▶ _WHAT NEEDS TO BE DONE_: All the entries that follow must be written out again exactly.

━━━━━━━━━━━━━━━━━━━━

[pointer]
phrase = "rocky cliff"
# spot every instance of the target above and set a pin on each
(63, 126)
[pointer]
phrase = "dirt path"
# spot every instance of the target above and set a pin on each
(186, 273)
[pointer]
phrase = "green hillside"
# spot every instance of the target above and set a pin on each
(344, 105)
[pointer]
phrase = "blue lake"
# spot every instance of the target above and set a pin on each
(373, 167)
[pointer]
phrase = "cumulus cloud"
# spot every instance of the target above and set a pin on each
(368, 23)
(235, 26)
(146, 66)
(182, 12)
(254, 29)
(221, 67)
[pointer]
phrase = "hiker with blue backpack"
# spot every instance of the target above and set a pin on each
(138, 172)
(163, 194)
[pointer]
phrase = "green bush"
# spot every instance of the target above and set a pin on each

━━━━━━━━━━━━━━━━━━━━

▶ _COMPLETED EXERCISE_:
[pointer]
phrase = "rocky cliff"
# spot every instance of the target above and set a pin on each
(63, 126)
[pointer]
phrase = "dirt path"
# spot every instance of the target above and set a pin on each
(186, 273)
[pointer]
phrase = "green hillside"
# spot every instance of the target above and set a pin on each
(344, 105)
[pointer]
phrase = "blue lake"
# spot every instance of the target above and set a pin on each
(373, 167)
[pointer]
phrase = "cumulus cloud"
# spot every instance of the target above and set a pin on each
(368, 23)
(235, 26)
(146, 66)
(182, 12)
(254, 29)
(221, 67)
[pointer]
phrase = "hiker with blue backpack"
# spot every instance of the target above and set a pin on each
(138, 172)
(163, 194)
[pointer]
phrase = "green bush"
# spot every instance of the target above and set a pin on each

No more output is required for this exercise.